That's why the roofing guys left them all over my yard!


----------



## Outsider (Aug 16, 2011)

Chasing60X said:


> Like the dice pins was looking at those on amazon as well


You can make them yourself. My buddy bought those dice pins and told me not to buy them but make them myself. He said it looks like the guy just drilled a hole a glued a nail in it.


----------



## Jfull (Sep 16, 2019)

I love the dice ones. Definitely going to make some.


----------



## Brycer (Mar 15, 2013)

I love these DIY, idea, picture threads!


----------



## naterb (Apr 7, 2014)

Gaspert said:


> Great Idea. If only I hit the target consistently and didn't fear breaking an arrow on one of these.


All these metal ones make me nervous. Especially since I have little foam circles on my carpet target so if I hit center, its metal. 

Thinking about trying to steam and bend some bamboo skewers

Sent from my SM-G950U using Tapatalk


----------



## LukesDad08 (Jun 20, 2021)

these will work amazing


----------



## ScottMik (May 8, 2016)

Outsider said:


> When I attended indoor nationals in Louisville for the first time ever I struggled with those target nails. I even cut my hand trying to smash one in. There was a guy shooting with me who had a set of some kind of aluminum pins. Was at homedepot today and walked by cabinet knobs section and come up with this. A lot of choices in that section with target pins.


Good idea


----------



## kallt_kaffe (Apr 2, 2021)

naterb said:


> All these metal ones make me nervous. Especially since I have little foam circles on my carpet target so if I hit center, its metal.
> 
> Thinking about trying to steam and bend some bamboo skewers


I use 3D-printed target pins. Works great and doesn't destroy your arrows.
Tried a few variants but this is the one I use (shielded version): Archery Target Pin by myeh2k


----------

DATA ENTRIES:

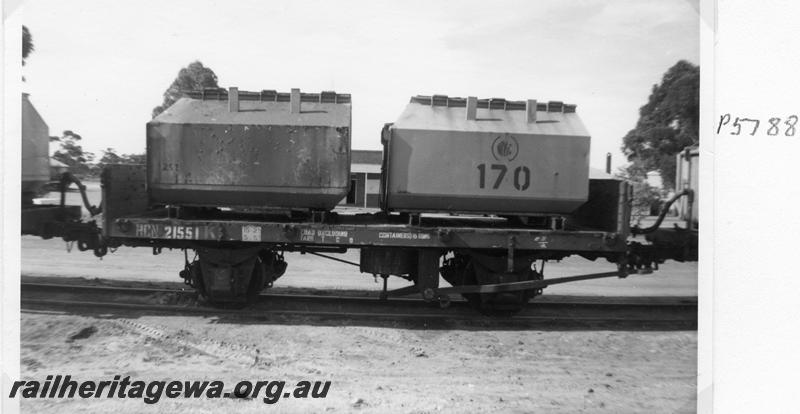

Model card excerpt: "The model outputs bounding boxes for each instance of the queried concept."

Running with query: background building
[339,150,383,208]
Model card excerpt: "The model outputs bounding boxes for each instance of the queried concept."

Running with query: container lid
[149,89,351,127]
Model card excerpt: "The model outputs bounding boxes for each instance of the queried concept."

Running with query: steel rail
[21,282,697,329]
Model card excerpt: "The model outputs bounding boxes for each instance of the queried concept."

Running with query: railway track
[21,282,697,330]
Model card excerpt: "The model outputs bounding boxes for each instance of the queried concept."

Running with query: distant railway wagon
[17,88,696,313]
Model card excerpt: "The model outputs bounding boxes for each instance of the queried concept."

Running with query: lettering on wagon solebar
[300,229,353,243]
[136,224,200,239]
[378,231,431,240]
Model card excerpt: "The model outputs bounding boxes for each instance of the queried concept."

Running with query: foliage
[94,148,145,173]
[622,60,700,188]
[153,60,219,118]
[615,165,666,224]
[50,131,94,175]
[22,26,34,66]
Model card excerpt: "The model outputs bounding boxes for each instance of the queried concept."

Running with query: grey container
[381,96,590,215]
[147,88,351,210]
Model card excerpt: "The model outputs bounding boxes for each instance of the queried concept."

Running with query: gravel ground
[17,311,697,413]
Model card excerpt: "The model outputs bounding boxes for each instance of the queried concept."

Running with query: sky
[21,0,700,168]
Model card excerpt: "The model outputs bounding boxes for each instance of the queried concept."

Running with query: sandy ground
[17,312,697,413]
[15,185,697,413]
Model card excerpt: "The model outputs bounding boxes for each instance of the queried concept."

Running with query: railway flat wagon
[17,88,696,313]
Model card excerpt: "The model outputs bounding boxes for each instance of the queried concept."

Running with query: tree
[622,60,700,188]
[153,60,219,118]
[96,148,146,172]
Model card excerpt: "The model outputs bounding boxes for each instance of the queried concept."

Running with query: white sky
[23,0,699,167]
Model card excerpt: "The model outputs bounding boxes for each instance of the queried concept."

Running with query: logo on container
[492,134,519,162]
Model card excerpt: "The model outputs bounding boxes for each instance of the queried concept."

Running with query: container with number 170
[381,95,590,215]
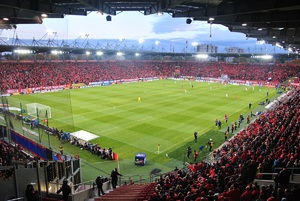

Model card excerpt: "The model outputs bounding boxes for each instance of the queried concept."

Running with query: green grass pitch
[4,80,276,180]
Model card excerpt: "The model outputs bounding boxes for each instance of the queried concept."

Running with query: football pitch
[8,80,276,181]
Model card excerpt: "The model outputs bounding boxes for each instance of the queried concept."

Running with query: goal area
[26,103,52,119]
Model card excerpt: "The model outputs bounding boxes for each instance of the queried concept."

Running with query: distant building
[197,44,218,53]
[225,47,245,54]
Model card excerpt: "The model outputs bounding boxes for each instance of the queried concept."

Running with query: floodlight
[186,18,192,24]
[196,54,208,59]
[106,15,111,21]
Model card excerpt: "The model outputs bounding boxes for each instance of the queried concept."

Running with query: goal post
[26,103,52,119]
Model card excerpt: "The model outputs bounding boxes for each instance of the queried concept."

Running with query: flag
[44,110,48,127]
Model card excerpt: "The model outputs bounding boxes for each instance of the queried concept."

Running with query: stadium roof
[0,0,300,52]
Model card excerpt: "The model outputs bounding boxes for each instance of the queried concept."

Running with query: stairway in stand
[95,183,155,201]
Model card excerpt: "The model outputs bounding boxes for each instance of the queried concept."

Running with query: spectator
[56,180,71,201]
[96,176,105,196]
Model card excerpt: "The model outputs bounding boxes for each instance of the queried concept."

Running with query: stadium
[0,3,300,201]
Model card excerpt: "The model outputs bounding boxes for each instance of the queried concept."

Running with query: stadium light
[261,55,273,60]
[252,54,273,60]
[185,18,192,24]
[196,54,208,59]
[106,15,111,22]
[51,50,63,55]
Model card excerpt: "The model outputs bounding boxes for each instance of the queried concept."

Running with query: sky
[0,11,283,53]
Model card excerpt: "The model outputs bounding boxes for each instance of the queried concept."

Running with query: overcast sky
[1,12,286,53]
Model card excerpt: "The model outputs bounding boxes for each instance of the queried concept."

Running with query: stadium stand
[0,61,300,201]
[0,61,300,90]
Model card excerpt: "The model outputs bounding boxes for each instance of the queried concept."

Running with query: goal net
[26,103,51,119]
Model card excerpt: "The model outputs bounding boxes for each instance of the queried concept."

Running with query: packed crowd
[150,89,300,201]
[0,140,33,166]
[71,137,113,160]
[0,61,300,90]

WORK TO DO:
**a)** In the archery target pin thread, what kind of target pins does kallt_kaffe use?
**b)** From the archery target pin thread, rewrite the paragraph beginning "When I attended indoor nationals" more briefly, keeping its main facts.

LIST OF SOLUTIONS:
**a)** 3D-printed target pins, specifically the shielded version of the Archery Target Pin by myeh2k.

**b)** At my first indoor nationals in Louisville, I struggled with the target nails and even cut my hand hammering one in, while another shooter used aluminum pins. Walking past the cabinet knobs section at Home Depot, I came up with this idea, and that section offers many options for target pins.